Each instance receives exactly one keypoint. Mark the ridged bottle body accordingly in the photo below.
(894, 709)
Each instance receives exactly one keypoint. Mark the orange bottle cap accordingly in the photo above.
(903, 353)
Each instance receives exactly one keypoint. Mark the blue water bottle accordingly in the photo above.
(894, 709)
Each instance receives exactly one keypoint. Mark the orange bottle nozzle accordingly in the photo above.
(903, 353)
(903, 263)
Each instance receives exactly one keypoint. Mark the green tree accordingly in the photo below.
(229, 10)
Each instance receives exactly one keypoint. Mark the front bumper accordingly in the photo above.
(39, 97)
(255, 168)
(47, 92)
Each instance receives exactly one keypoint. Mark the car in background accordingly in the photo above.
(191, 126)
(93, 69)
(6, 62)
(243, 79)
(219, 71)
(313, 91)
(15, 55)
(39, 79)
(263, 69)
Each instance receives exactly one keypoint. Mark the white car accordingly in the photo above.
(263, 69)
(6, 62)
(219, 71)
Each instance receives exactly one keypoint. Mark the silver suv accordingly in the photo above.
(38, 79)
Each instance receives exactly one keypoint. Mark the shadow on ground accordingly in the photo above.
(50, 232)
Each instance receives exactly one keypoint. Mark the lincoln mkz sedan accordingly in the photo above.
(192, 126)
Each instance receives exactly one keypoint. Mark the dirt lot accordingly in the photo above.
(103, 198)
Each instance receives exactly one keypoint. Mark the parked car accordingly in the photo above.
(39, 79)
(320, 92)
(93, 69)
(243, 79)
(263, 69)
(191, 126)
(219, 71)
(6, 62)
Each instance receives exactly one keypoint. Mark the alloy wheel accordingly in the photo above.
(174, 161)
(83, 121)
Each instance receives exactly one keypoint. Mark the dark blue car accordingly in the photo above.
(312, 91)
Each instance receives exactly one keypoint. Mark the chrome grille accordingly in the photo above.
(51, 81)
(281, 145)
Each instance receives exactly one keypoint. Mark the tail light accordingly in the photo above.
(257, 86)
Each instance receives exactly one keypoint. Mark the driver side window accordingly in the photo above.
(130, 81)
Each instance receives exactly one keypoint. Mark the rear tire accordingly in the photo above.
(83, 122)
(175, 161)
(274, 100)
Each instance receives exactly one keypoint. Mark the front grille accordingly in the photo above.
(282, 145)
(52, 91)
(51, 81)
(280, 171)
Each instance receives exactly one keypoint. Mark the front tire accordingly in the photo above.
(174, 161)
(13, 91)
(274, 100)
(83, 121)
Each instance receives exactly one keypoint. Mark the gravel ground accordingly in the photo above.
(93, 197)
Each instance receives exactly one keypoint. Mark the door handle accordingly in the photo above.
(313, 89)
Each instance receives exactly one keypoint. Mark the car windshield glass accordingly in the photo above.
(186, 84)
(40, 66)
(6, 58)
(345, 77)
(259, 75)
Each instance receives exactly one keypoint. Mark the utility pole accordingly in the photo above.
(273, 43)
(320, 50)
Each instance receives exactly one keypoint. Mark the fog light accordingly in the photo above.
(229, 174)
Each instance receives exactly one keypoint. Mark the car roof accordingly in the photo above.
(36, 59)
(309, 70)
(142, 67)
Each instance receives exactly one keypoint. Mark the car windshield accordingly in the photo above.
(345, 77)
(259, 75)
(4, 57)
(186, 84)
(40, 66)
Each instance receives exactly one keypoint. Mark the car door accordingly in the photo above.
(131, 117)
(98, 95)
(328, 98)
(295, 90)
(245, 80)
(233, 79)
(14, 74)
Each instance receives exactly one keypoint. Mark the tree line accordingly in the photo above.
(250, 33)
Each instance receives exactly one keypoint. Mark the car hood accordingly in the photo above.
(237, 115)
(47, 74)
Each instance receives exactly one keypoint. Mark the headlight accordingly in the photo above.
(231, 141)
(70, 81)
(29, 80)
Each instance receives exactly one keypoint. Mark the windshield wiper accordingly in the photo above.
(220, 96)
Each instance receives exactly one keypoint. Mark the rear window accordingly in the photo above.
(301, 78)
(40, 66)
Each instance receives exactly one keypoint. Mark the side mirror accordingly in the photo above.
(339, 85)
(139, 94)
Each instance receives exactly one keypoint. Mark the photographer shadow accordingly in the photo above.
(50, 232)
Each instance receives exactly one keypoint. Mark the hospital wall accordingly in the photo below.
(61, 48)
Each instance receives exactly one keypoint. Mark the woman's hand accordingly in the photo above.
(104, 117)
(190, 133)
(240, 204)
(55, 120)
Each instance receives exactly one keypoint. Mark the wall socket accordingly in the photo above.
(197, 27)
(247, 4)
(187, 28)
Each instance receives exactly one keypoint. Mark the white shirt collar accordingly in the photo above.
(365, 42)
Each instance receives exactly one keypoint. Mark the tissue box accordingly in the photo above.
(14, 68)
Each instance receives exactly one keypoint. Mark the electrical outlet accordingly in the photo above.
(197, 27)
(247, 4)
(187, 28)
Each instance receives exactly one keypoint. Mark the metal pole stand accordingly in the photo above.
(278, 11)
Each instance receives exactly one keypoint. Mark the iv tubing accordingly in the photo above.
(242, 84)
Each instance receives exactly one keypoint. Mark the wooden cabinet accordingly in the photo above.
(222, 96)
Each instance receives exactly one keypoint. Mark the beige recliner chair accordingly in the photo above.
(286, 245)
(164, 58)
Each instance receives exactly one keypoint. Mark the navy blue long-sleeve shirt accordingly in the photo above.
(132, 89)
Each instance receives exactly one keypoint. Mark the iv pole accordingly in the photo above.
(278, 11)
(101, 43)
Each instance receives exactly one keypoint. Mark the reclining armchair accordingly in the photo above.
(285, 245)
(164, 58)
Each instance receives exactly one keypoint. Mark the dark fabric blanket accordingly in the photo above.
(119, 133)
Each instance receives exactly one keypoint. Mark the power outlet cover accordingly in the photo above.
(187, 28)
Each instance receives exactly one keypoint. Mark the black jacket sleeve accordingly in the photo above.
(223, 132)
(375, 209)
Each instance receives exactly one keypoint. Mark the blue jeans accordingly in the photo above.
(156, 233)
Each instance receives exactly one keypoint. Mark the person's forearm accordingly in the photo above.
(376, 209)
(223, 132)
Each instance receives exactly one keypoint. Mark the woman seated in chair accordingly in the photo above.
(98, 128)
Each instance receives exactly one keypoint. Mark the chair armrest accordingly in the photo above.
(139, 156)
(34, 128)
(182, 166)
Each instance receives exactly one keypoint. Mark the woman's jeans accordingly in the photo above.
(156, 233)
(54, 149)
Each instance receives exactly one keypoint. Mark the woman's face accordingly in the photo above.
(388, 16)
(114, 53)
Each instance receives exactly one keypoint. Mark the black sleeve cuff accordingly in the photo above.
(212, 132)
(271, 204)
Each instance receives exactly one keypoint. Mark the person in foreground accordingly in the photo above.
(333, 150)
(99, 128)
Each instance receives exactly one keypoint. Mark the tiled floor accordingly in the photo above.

========================

What the task asks - Reproduce each entry from the records above, character for character.

Answer below -
Each instance receives exactly one keypoint. Mark the ridged bottle body accordingly in the photo below.
(894, 709)
Each instance receives exactly one keypoint. Mark the orange bottle cap accordingly in the photo above.
(903, 353)
Each instance receives exactly one keypoint. Mark the blue water bottle accordingly in the photo above.
(894, 709)
Each instance receives exactly one keypoint. Mark the orange bottle nozzle accordingly in the photo above.
(903, 353)
(903, 263)
Each instance receives exactly one keypoint. Mark the green tree accordingly in the photo below.
(229, 10)
Each instance receives exactly one keypoint. Mark the front bumper accordingly in the photo above.
(39, 97)
(255, 168)
(47, 92)
Each instance receives exactly one keypoint. Mark the car in background accordingly in the photo above.
(191, 126)
(93, 69)
(6, 62)
(243, 79)
(219, 71)
(313, 91)
(15, 55)
(39, 79)
(263, 69)
Each instance receives exactly one keypoint. Mark the white car accordingly in the photo above.
(263, 69)
(6, 62)
(219, 71)
Each instance receives exactly one keypoint. Mark the silver suv accordingly in the photo above.
(38, 79)
Each instance receives exactly one keypoint. Mark the shadow on ground accordingly in the photo above.
(50, 232)
Each instance receives exactly one keypoint. Mark the lincoln mkz sedan accordingly in the photo above.
(192, 126)
Each instance receives exactly one keypoint. Mark the dirt lot accordingly in the photo above.
(103, 198)
Each instance receives exactly one keypoint. Mark the parked car accordingly in the photo above.
(39, 79)
(320, 92)
(93, 69)
(243, 79)
(263, 69)
(191, 126)
(219, 71)
(6, 62)
Each instance receives exactly one keypoint. Mark the alloy wheel accordingly in the photo above.
(174, 161)
(83, 121)
Each instance receives exactly one keypoint. Mark the dark blue car accordingly in the photo above.
(312, 91)
Each instance receives exactly one keypoint. Mark the chrome grille accordingly in the photo above.
(51, 81)
(281, 145)
Each instance receives exactly one keypoint. Mark the tail light accordingly in the photo above.
(257, 86)
Each instance receives exactly one keypoint. Mark the driver side window accordingly in the photo above.
(130, 81)
Each instance receives exactly one keypoint. Mark the rear tire accordingly in the photo above.
(83, 122)
(175, 161)
(274, 100)
Each instance receives exactly one keypoint. Mark the front grille accordingly in the photo above.
(282, 145)
(52, 91)
(51, 81)
(280, 171)
Each instance receives exactly one keypoint. Mark the front tire accordingly in the photo above.
(174, 161)
(13, 91)
(274, 100)
(83, 121)
Each instance receives exactly one keypoint. Mark the gravel ground accordingly in the photo above.
(93, 197)
Each instance receives exactly one keypoint. Mark the door handle accordingly in the photo above.
(313, 89)
Each instance receives exactly one keypoint. Mark the car windshield glass accordingly in the photo above.
(186, 84)
(40, 66)
(6, 58)
(345, 77)
(259, 75)
Each instance receives exactly one keypoint. Mark the utility pole accordingly in the photo above.
(273, 43)
(320, 50)
Each instance receives exactly one keypoint. Mark the fog light accordingly in the photo above.
(229, 174)
Each instance receives exactly one keypoint. Mark the car roof accordingly in the photo above.
(36, 59)
(309, 70)
(142, 67)
Each instance receives exactly one keypoint. Mark the car windshield accordingly in the photo above.
(345, 77)
(259, 75)
(4, 57)
(186, 84)
(40, 66)
Each instance receives exactly one keypoint. Mark the car door accordingly in the photo above.
(131, 117)
(98, 95)
(328, 98)
(295, 90)
(245, 80)
(233, 79)
(14, 74)
Each instance receives exactly one keypoint. Mark the tree line accordingly in the photo above.
(250, 33)
Each instance receives exactly one keypoint. Mark the car hood accordingly in the photo above.
(237, 115)
(47, 74)
Each instance receives exactly one keypoint. Mark the headlight accordingly in the photo above.
(231, 141)
(70, 81)
(29, 80)
Each instance receives exactly one keypoint. Mark the windshield wiper accordingly in the photo above.
(220, 96)
Each instance receives exactly one keypoint. Mark the rear window accordingly in the photo above.
(301, 78)
(40, 66)
Each instance receives exactly one keypoint. Mark the side mirror accordingly in the photo above.
(339, 85)
(139, 94)
Each instance receives exactly one keypoint. Mark the photographer shadow accordingly in the photo above.
(50, 232)
Each instance receives exactly one keypoint. Mark the hospital wall accordingly in the photo below.
(61, 48)
Each instance receives exactly one keypoint. Mark the woman's hand accordingly in the photo above.
(104, 117)
(190, 133)
(240, 204)
(55, 120)
Each instance receives exactly one keypoint. Mark the wall socket accordingly in the photo above.
(197, 27)
(247, 4)
(187, 28)
Each instance receives exactly one keypoint. Mark the white shirt collar accordingly in the photo above.
(365, 42)
Each instance receives exactly one keypoint. Mark the tissue box accordingly in the photo above.
(14, 68)
Each instance receives exactly one keypoint. Mark the electrical outlet accordingly in the photo above.
(197, 27)
(247, 4)
(187, 28)
Each instance receives exactly one keypoint. Mark the metal pole stand accordingly in the photo above.
(278, 11)
Each instance receives exactly one keypoint. Mark the iv tubing accordingly in the photo above.
(242, 84)
Each instance receives exactly one keypoint. Mark the wooden cabinet accordingly in the photo above.
(222, 96)
Each instance receives exactly one keypoint. Mark the beige recliner chair accordingly in the photo above.
(286, 245)
(164, 58)
Each instance receives exactly one keypoint. Mark the navy blue long-sleeve shirt accordingly in the photo above.
(132, 89)
Each instance receives exactly one keypoint. Mark the iv pole accordingly in the photo above.
(278, 11)
(101, 43)
Each instance receives exactly one keypoint. Mark the reclining armchair accordingly in the photo above.
(285, 245)
(164, 58)
Each instance receives exactly one keypoint. Mark the dark fabric blanket accordingly in the photo above.
(119, 133)
Each instance receives exactly one keypoint. Mark the power outlet cover accordingly in the photo above.
(187, 28)
Each instance receives exactly one keypoint. Mark the black jacket sleeve accordingly in the photo above.
(223, 132)
(375, 209)
Each instance receives exactly one keypoint. Mark the blue jeans accordingly in the photo above.
(156, 233)
Each instance receives exactly one keypoint. Mark the person's forearm accordingly in the photo above.
(376, 209)
(223, 132)
Each instance receives exactly one keypoint. Mark the woman seated in chair accordingly in the photo above.
(98, 128)
Each instance receives exactly one keypoint. Mark the chair armrest accordingly in the photo above.
(139, 156)
(34, 128)
(182, 166)
Each instance receives exactly one keypoint. Mark the woman's jeans accordingly in the photo above.
(156, 233)
(54, 149)
Each instance receives exactly one keypoint. Mark the woman's face accordingly in the photo above.
(388, 16)
(114, 53)
Each instance receives exactly one keypoint. Mark the black sleeve cuff accordingly in the photo above.
(212, 132)
(271, 204)
Each instance receives exactly one keypoint. Mark the person in foreground accordingly in the photo above.
(333, 150)
(99, 128)
Each instance receives exactly one keypoint. Mark the tiled floor accordingly in the photo above.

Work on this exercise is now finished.